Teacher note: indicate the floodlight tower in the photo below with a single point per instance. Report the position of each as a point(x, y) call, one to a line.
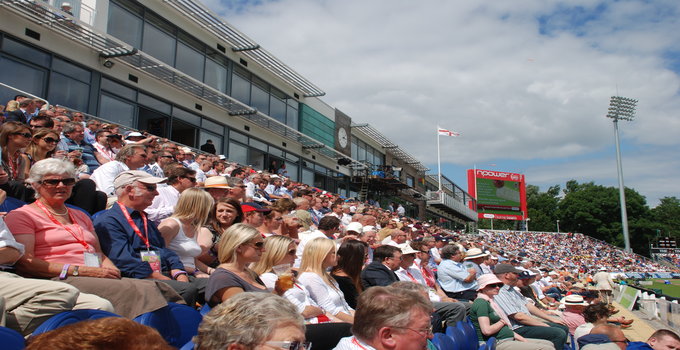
point(621, 108)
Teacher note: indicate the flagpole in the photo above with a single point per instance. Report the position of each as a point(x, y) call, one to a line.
point(439, 163)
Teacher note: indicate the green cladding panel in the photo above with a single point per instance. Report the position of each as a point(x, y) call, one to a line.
point(317, 126)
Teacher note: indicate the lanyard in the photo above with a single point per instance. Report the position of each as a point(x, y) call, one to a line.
point(80, 239)
point(145, 237)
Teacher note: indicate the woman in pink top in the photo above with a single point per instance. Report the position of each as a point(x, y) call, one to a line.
point(60, 242)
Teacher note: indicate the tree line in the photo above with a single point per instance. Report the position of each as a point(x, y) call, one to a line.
point(594, 210)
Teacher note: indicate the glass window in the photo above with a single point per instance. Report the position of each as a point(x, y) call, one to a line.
point(292, 171)
point(240, 88)
point(216, 75)
point(256, 159)
point(216, 139)
point(292, 117)
point(124, 25)
point(117, 111)
point(154, 103)
point(186, 116)
point(159, 44)
point(233, 135)
point(71, 70)
point(258, 144)
point(259, 99)
point(277, 109)
point(212, 126)
point(307, 176)
point(189, 61)
point(26, 52)
point(68, 92)
point(22, 77)
point(238, 153)
point(119, 89)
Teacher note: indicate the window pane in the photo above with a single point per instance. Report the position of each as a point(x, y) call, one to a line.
point(159, 44)
point(26, 52)
point(189, 61)
point(307, 176)
point(216, 139)
point(292, 118)
point(257, 144)
point(71, 70)
point(233, 135)
point(154, 103)
point(216, 75)
point(116, 111)
point(278, 109)
point(186, 116)
point(260, 99)
point(119, 89)
point(124, 25)
point(238, 153)
point(22, 77)
point(240, 88)
point(68, 92)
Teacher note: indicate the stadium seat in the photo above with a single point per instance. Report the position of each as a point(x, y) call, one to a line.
point(69, 317)
point(444, 342)
point(176, 323)
point(11, 339)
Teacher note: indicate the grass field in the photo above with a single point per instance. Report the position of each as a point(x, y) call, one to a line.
point(672, 289)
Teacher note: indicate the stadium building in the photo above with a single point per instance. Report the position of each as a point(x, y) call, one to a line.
point(177, 70)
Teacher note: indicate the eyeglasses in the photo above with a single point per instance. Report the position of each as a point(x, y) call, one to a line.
point(426, 332)
point(50, 140)
point(290, 345)
point(27, 135)
point(55, 182)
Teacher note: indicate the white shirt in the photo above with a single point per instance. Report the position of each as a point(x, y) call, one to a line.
point(105, 174)
point(163, 205)
point(328, 298)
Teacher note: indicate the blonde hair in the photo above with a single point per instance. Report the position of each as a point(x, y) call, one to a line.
point(275, 249)
point(235, 236)
point(195, 204)
point(313, 256)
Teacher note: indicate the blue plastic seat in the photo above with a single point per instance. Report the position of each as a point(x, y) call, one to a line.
point(176, 323)
point(70, 317)
point(444, 342)
point(11, 339)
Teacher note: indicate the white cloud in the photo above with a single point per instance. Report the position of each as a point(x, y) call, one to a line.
point(483, 69)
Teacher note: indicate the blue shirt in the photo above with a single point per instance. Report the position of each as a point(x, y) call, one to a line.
point(451, 274)
point(120, 243)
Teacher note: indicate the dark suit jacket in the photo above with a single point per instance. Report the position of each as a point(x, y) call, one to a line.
point(17, 116)
point(377, 274)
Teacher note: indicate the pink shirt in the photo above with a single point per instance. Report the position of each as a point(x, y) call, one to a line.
point(573, 320)
point(52, 242)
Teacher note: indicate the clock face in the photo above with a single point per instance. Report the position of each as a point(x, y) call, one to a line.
point(342, 137)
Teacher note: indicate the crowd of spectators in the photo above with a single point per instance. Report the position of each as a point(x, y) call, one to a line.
point(128, 222)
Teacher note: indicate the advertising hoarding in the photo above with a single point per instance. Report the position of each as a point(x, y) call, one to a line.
point(499, 195)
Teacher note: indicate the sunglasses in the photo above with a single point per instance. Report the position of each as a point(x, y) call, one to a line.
point(290, 345)
point(50, 140)
point(27, 135)
point(55, 182)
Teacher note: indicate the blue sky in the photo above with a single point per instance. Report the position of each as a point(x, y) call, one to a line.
point(526, 83)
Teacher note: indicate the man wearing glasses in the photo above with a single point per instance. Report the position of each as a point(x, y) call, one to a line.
point(380, 272)
point(521, 312)
point(390, 318)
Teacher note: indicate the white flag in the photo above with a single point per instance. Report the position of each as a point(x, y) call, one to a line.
point(444, 132)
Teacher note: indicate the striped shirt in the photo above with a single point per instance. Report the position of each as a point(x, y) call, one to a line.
point(512, 302)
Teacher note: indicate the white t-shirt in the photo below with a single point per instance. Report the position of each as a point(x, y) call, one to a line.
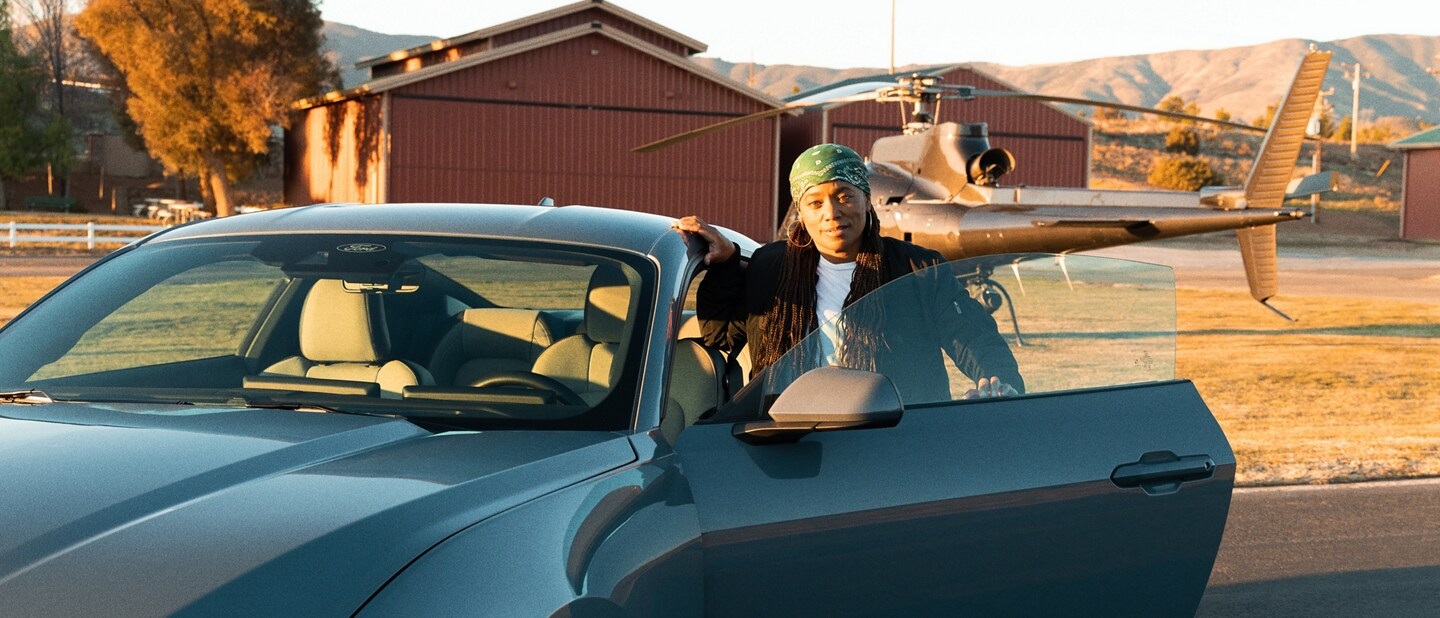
point(830, 298)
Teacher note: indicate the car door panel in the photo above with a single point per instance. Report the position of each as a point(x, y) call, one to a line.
point(998, 506)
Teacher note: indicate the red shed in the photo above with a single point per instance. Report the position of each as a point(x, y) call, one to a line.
point(1420, 190)
point(1051, 147)
point(549, 105)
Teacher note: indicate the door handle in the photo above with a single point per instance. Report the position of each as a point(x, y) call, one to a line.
point(1162, 471)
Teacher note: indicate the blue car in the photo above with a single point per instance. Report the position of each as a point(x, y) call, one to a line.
point(509, 411)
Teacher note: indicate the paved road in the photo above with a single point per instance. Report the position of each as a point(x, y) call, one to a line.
point(1413, 278)
point(1365, 549)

→ WHAT IS NEEDED: Copy the listing exactly but drop its images.

→ ANSWER:
Teacher note: indicate the floodlight tower in the photo below with a single point per instance. Report the position of each as a point(x, y) call, one to a line.
point(621, 108)
Teacher note: indicate the flagpole in the photo above with a single point per instance. Report the position of each as a point(x, y) call, one to a line.
point(439, 163)
Teacher note: indicate the green cladding panel in the photo above with a single point per instance. Report the position of each as a point(x, y) call, one to a line.
point(317, 126)
Teacher note: indicate the lanyard in the photo above with a single point per instance. Report the position of each as a point(x, y) call, one to a line.
point(80, 239)
point(145, 237)
Teacher note: indicate the woman in pink top in the photo above with a single point per instance. Report the position of each as a point(x, y) call, one to a line.
point(60, 242)
Teacher note: indicate the tree line in the photo above with a single point per instance. Report the position of each as a point(x, y) call, one to a line.
point(594, 210)
Teacher note: indicate the glass window in the photo above with a single point per instance. Report the position of each as a point(x, y) call, one to a line.
point(292, 171)
point(240, 88)
point(216, 75)
point(256, 159)
point(216, 139)
point(292, 117)
point(124, 25)
point(117, 111)
point(154, 103)
point(186, 116)
point(159, 44)
point(233, 135)
point(71, 70)
point(258, 144)
point(259, 99)
point(277, 109)
point(212, 126)
point(307, 176)
point(189, 61)
point(26, 52)
point(68, 92)
point(22, 77)
point(238, 153)
point(119, 89)
Teacher note: indicate the window pane in the photo above with a single point per instance. Report the position of each as a point(x, y) call, one to a line.
point(159, 44)
point(26, 52)
point(189, 61)
point(307, 176)
point(216, 139)
point(292, 118)
point(257, 144)
point(71, 70)
point(233, 135)
point(154, 103)
point(216, 75)
point(116, 111)
point(278, 109)
point(186, 116)
point(260, 99)
point(119, 89)
point(124, 25)
point(238, 153)
point(22, 77)
point(240, 88)
point(68, 92)
Teacher note: indicate the stadium seat in the photo above with a single point per instance. Report the position of each as a point(x, y) call, one to a line.
point(69, 317)
point(444, 342)
point(176, 323)
point(11, 339)
Teacher note: indicate the grass field in the photo above with a single point per instance. Report the position of each as a point(x, y) call, one to a line.
point(672, 289)
Teacher note: indicate the stadium building in the photo above with a single point per instance. Report the position of each as a point(x, y) call, one to a line.
point(177, 70)
Teacher note: indicate the eyeglasses in the photo above with a single point per instance. Report the position of each as a point(x, y) call, one to a line.
point(426, 332)
point(50, 140)
point(290, 345)
point(27, 135)
point(55, 182)
Teacher note: indicate the white shirt in the photo above with a single point per instance. Report the position of each as a point(x, y) call, one to a line.
point(105, 174)
point(163, 205)
point(328, 298)
Teacher note: indicate the blonde hair in the photo above with a single point per instance. Report the position of each as a point(x, y) call, one to a line.
point(275, 249)
point(235, 236)
point(195, 204)
point(313, 256)
Teacher note: indicate the blue plastic seat in the photo above with a single point per instance. Report the position of each as a point(x, y) call, one to a line.
point(176, 323)
point(70, 317)
point(444, 342)
point(11, 339)
Teacher note: indicate the white cloud in the photo above with a single point per instance. Report the position of each as a point(x, y) call, one to a line.
point(483, 69)
Teacher note: indicate the blue shirt in the photo above with a single point per instance. Report the position of each as a point(x, y) call, one to a line.
point(451, 274)
point(120, 243)
Teacher note: indicate the dark suit jacket in the photo above with a single point per instance. Report the position of each as a point(x, y) call, one to a line.
point(17, 116)
point(377, 274)
Teacher note: indicate the pink shirt in the photo above with a single point per instance. Report the position of each as a point(x, y) call, one to a line.
point(573, 320)
point(52, 242)
Teacher note: indicate the clock face in the photo above with a single point per instance. Report the position of each as a point(x, y) call, one to a line.
point(342, 137)
Teacher note: indicate the crowd of spectators in the photo above with a single point per instance. Report the position of each as a point(x, y) call, one to a line.
point(128, 222)
Teacher note: indicate the advertising hoarding in the photo above with a single point per instance. Report the position of each as a point(x, y) call, one to a line.
point(499, 195)
Teacher note: indicate the sunglasses in the photo above with a single point per instance. Report the position of each as a point(x, y) call, one to a line.
point(290, 345)
point(50, 140)
point(27, 135)
point(55, 182)
Teacher note: indicate the blue sky in the photo above with a single point per instance. Report the position of each as a point(x, y) call, one to a line.
point(526, 83)
Teacher note: indicate the man wearing glasses in the photo above with a single point per instance. Report the position of each as a point(x, y) call, one to a line.
point(380, 272)
point(521, 312)
point(390, 318)
Teacher note: indicate the white flag in the photo above with a single point per instance. Report the position of each as a point(x, y) call, one to a line.
point(444, 132)
Teacher note: indicate the striped shirt in the photo above with a single point per instance. Report the position of each as a point(x, y) call, one to a line.
point(512, 302)
Teacher note: indicate the white t-shirt in the photo below with a single point per instance. Report the position of each as a point(x, y) call, one to a line.
point(830, 298)
Teacher note: indicate the car door panel in the photo above with a single point per instance. Report the position of each as a point(x, y) call, one to a line.
point(998, 506)
Teacher note: indicate the red shed in the photo above with a single point per instance. Report the position of each as a point(x, y) call, one to a line.
point(1420, 190)
point(1051, 147)
point(549, 105)
Teacher note: indicate the door handle in the photo above with a single point per instance. Report the position of each as a point(x, y) call, one to a line.
point(1162, 471)
Teacher note: indicate the blue car in the photo above with a single point per instance. Report the position of each as a point(x, y) call, one to a line.
point(509, 411)
Teacher note: indicate the paved road in the photo above with a single point per instance. Report the position of each as a point(x, y) call, one to a line.
point(1413, 278)
point(1365, 549)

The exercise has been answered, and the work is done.